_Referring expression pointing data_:
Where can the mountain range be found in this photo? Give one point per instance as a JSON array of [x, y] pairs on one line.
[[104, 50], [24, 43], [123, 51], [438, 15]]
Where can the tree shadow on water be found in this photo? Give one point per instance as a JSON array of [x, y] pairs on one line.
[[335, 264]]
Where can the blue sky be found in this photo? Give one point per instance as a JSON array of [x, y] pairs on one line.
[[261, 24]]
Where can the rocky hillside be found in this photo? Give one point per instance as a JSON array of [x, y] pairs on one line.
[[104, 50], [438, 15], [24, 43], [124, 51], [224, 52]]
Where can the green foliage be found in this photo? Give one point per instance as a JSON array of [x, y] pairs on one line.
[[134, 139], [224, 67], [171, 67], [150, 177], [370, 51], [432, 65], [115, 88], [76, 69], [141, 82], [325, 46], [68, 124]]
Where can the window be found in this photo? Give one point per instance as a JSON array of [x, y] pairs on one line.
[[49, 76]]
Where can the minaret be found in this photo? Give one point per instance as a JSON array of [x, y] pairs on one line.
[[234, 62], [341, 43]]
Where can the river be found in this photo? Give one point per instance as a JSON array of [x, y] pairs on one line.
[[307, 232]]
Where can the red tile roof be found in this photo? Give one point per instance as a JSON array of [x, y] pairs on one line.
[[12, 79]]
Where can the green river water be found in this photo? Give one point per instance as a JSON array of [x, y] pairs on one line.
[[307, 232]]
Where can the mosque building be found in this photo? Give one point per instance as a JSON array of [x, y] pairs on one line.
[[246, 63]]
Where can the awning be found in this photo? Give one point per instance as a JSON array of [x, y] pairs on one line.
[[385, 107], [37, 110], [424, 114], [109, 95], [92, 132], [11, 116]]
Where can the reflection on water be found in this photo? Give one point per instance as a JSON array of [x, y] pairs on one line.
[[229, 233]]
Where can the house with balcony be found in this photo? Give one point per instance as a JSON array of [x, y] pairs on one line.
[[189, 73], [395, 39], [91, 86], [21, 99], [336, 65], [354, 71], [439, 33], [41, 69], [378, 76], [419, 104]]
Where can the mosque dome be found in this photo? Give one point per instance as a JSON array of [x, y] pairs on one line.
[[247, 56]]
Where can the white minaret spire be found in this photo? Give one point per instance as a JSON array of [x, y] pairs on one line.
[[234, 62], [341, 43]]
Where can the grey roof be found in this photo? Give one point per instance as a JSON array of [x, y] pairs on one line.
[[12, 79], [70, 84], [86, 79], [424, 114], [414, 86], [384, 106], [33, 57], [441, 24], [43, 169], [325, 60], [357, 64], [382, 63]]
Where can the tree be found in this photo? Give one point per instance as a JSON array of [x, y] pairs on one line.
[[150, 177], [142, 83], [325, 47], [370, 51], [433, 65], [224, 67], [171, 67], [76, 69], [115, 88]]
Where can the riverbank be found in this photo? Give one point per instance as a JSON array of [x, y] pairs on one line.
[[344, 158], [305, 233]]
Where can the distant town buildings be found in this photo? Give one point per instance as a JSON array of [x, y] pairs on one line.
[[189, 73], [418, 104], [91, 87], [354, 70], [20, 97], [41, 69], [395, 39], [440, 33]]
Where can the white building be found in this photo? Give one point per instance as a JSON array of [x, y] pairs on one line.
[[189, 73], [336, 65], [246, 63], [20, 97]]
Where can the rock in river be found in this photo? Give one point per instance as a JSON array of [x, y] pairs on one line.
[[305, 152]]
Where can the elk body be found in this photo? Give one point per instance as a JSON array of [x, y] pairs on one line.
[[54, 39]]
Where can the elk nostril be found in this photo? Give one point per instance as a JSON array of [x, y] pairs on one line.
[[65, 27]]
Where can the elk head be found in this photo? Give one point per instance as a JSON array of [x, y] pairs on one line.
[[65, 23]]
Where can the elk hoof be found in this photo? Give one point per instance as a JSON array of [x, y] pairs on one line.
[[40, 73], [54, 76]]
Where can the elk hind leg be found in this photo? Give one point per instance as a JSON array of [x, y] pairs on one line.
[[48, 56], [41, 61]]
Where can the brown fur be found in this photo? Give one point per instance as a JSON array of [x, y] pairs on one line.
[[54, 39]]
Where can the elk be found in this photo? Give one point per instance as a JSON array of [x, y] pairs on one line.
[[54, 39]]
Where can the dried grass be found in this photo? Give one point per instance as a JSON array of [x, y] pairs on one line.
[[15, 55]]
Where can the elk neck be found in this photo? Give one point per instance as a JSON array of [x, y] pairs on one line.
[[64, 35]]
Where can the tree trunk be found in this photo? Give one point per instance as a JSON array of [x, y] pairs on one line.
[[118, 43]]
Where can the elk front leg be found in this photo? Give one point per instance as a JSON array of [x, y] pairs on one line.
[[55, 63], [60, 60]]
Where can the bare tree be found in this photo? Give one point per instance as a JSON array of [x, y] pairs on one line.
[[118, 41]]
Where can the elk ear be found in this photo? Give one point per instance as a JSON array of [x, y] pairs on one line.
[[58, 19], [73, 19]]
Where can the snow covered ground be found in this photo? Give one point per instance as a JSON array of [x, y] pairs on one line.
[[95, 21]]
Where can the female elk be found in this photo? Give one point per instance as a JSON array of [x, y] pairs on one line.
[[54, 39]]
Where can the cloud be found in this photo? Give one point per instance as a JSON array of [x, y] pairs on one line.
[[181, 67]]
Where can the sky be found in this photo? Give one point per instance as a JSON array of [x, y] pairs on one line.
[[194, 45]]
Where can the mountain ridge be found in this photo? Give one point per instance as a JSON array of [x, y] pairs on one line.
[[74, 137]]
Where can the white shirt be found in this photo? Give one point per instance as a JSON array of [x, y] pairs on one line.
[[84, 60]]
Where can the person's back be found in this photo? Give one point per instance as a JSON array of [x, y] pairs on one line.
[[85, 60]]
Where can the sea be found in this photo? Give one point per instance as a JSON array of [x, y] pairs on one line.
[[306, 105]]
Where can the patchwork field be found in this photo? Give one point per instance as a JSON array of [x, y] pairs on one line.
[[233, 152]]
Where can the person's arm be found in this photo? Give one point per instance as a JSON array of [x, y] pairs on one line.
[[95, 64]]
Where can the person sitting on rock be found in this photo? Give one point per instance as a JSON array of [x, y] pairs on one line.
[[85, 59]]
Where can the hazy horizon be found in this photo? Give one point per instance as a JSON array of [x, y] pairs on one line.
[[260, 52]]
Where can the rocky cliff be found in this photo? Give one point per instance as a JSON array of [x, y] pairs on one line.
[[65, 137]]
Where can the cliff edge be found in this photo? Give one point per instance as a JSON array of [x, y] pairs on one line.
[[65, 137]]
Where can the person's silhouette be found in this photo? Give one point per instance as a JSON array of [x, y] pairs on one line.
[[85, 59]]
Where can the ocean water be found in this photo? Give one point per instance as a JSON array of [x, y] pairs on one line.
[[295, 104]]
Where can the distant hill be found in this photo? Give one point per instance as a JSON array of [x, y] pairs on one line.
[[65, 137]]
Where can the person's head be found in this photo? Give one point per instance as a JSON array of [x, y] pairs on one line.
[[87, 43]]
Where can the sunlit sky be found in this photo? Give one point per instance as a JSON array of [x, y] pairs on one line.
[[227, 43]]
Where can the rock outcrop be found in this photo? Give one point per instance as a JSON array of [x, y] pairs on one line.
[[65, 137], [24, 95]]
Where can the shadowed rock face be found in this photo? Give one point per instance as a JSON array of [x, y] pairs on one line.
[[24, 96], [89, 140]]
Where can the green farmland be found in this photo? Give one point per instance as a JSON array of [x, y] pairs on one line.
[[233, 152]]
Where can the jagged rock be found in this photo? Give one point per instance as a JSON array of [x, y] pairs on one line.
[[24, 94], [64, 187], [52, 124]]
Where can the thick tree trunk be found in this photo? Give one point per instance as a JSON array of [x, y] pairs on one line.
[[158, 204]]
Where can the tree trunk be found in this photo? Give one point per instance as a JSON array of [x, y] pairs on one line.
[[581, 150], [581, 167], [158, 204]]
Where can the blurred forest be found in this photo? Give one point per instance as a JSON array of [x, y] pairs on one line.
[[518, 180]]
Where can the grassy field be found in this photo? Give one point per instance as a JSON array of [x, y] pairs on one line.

_EXERCISE DIRECTIONS_:
Look above for the line that contains "Where can the ocean". That line and every line after it through the end of the data must be written out exactly, with nothing else.

_EXERCISE RESPONSE_:
Where can the ocean water be found in this photo? Give one point per instance as a JSON array of [x, y] pairs on one line.
[[295, 104]]
Where can the distant hill be found in this photo? Give one point per instance as a JSON array of [x, y] pairs on one line.
[[65, 137]]
Where can the person's head be found in this photo? Give one point per instance as a JSON array of [x, y] pairs on one line.
[[87, 43]]
Where can the sunlit sky be found in this photo? Give one point per instance as a JSON array of [x, y] pairs on one line.
[[227, 43]]
Where can the rock outcrop be found in this photo? Give one point per instance as a JSON array of [x, y] pairs on one line.
[[65, 137], [24, 95]]
Where can the shadowed rock face be found in this photo? Give one point per instance as a JSON array of [x, y] pairs on one line.
[[24, 96], [89, 140]]
Where can the green farmland be found in this photo? Give one point per instance as a JSON array of [x, y] pairs on one line.
[[233, 152]]
Where can the jagged rock be found in this photo? Give one point per instance as a JSON array of [x, y] pairs on one line.
[[24, 94], [64, 187], [52, 124]]
Where can the thick tree trunk be found in this photo? Give one point per instance as a JSON array of [x, y] pairs on one line.
[[158, 204]]
Where can the tree trunk be found in this photo? Give one point per instance as a JSON array of [x, y] pairs on one line.
[[581, 150], [581, 167], [158, 204]]
Where can the blurred forest be found in this photo? Give one point per instance as a JSON array of [x, y] pairs on one line.
[[518, 180]]
Where can the grassy field be found in this photo? Give one point per instance as a JSON array of [x, y] pairs on one line.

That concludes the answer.